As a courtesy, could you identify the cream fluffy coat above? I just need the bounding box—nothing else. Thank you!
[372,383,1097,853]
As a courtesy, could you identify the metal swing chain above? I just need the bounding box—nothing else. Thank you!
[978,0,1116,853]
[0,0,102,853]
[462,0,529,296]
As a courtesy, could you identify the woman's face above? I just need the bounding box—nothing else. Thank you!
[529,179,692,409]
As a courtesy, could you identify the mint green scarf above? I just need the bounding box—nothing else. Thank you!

◆ WRITTEN REQUEST: Present every line of the records above as a numbered list, omitting any blank lines.

◆ COMPLETED EXERCISE:
1. As a courtesy, could you identify the cream fluffy coat above? I just need the bounding box—nothing else. Thank you!
2. [372,383,1097,853]
3. As a courtesy, could you identify the metal swing chain above? I just need the bounding box—nothing else. Thank you!
4. [978,0,1116,853]
5. [0,0,102,853]
6. [462,0,529,296]
7. As a courtesy, could you identify the woman's face above? I just need the bounding box—nothing else. Thank you!
8. [529,179,692,409]
9. As a courtesy, could you identify the mint green scarf above? I just need the bounding box—nothing else. Thank you!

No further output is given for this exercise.